Source document>
□ □ □ □ □ □ □
GitHub - Elsayed91/easy_expectations: Simplified Data Validation and Quality Testing with Great Expectations

Easy Expectations — A Great Expectations Wrapper

30 Seconds to get GX up and running!

Features

Easy Expectations is a wrapper to streamline your Great Expectations experience.
In essence the core functionality of the package is map rudimentary input into proper GX configuration.

No GX knowledge needed
Human readable configuration file that allows better collaboration
OpenAI GPT can be used to profile the data and generate viable tests
OpenAI GPT can be used to generate an expectations suite as per requirements
Supports all integrations and connectors supported by GX
Bash syntax can be used for templating
Flexible schema; extra fields have no impact and existing fields can be renamed, nested, unnested, reformatted.
Config file can be split into multiple parts and loaded at runtime.
Generate great_expectations.yaml and checkpoint.yaml
Docker & Kubernetes friendly

Not – yet – supported GE features:

Metric Stores
Database Backends
Multiple Batch requests

Connectors

To simplify the process, knowledge of things like Inferred Connector or Tuple Backend is not necessary. This is because by passing the target source or artifact location, the type is detected, as well as any other information required; bucket, prefix, base_dir, and even wildcard regex patterns.

Name	Pattern
gcs	`^gs://`
s3	`^s3://`
azure	`^https://.*\\.blob\\.core\\.windows\\.net`
local	`^local:`
dbfs	`^/dbfs/`
in_memory (ex. df)	`^[^/.]+$`
postgresql_database	`postgresql+psycopg2://`
bigquery_database	`bigquery://`
athena_database	`awsathena+rest://@athena`
mssql_database	`mssql+pyodbc://`
mysql_database	`mysql+pymysql://`
redshift_database	`redshift.amazonaws.com`
snowflake_database	`snowflake://`
sqlite_database	`sqlite://`
trino_database	`trino://`

Example Config

Lets say we want to create a config file to use in a data validation pipeline. the data is on gcs and we want to save the artifacts locally. We want to setup slack alerting as well as Datahub integration for metadata tracking.

pip install easy-expectations

version: 1.0

Metadata:
  Data Product: HR Pipeline
  Created: 2023-08-26
  Modified: 2023-08-26
  Ownership:
    Maintainer: Islam Elsayed
    Email: Elsayed91@outlook.com
  Description: |
    Data Validation for HR data originating from GCS.
    Alerting via Slack on channel #alerts.
□ □ □ □ □ □ □
Raw data>
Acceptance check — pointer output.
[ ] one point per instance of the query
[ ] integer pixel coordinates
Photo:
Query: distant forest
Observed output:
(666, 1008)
□ □ □ □ □ □ □
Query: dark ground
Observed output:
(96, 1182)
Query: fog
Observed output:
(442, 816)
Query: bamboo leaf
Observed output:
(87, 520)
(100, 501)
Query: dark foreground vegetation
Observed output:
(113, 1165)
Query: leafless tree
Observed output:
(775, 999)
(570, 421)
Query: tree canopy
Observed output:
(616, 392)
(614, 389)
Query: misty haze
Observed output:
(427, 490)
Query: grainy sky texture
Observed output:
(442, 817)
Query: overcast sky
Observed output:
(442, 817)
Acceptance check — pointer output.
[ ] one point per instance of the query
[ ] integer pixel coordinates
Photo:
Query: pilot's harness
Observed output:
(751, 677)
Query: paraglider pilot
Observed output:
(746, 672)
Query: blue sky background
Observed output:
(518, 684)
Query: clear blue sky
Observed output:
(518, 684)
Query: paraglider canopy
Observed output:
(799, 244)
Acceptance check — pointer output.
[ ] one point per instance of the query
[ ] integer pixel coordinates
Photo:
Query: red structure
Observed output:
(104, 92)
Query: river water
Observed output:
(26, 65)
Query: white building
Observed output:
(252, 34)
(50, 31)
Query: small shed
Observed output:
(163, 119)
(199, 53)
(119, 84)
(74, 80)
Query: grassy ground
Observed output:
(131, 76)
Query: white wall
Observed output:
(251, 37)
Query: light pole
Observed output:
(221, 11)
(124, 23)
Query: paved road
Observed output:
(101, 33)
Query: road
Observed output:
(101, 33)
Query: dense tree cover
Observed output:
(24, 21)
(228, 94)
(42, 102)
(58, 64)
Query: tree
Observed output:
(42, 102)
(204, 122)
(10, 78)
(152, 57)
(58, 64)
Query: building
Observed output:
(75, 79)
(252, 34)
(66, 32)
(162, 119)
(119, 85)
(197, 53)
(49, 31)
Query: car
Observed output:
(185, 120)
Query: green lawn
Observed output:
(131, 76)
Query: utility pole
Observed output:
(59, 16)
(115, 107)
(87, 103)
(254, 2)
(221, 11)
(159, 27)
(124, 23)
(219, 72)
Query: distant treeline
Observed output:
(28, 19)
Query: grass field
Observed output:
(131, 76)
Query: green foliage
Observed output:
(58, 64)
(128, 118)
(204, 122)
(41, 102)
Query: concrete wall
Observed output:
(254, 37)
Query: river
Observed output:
□ □ □ □ □ □ □
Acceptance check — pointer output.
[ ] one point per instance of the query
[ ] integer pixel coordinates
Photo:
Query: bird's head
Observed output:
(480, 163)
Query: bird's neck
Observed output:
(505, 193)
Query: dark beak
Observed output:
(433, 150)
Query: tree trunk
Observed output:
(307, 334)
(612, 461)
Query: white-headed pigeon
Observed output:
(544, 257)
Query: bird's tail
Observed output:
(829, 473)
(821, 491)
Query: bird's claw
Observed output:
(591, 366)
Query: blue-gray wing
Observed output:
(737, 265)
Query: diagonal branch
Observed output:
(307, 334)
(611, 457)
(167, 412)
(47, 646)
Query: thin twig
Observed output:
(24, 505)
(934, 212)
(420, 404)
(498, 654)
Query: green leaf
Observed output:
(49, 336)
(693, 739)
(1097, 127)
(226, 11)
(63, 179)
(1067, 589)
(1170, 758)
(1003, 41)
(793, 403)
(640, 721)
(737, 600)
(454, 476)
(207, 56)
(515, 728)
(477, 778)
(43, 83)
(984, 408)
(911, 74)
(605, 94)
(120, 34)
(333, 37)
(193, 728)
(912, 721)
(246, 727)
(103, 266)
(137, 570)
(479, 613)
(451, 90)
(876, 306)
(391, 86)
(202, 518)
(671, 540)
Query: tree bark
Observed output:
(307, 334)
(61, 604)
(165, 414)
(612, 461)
□ □ □ □ □ □ □
Your tasks>
[A] Reproduce the part of the Easy Expectations page from "GitHub - Elsayed91/easy_expectations: Simplified" to "proper GX configuration.".
[B] Decide whether each statement agrees with the Easy Expectations page. Answer yes or no for each, and quote the page's deciding words exactly. (i) Using the wrapper requires prior knowledge of Great Expectations. (ii) The configuration file can be split into several parts that are loaded at runtime. (iii) Multiple Batch requests are already supported.

Answers to the exercises>
[A]
GitHub - Elsayed91/easy_expectations: Simplified Data Validation and Quality Testing with Great Expectations

Easy Expectations — A Great Expectations Wrapper

30 Seconds to get GX up and running!

Features

Easy Expectations is a wrapper to streamline your Great Expectations experience.
In essence the core functionality of the package is map rudimentary input into proper GX configuration.

[B]
(i) No: "No GX knowledge needed"
(ii) Yes: "Config file can be split into multiple parts and loaded at runtime."
(iii) No: "Not – yet – supported GE features:" lists "Multiple Batch requests"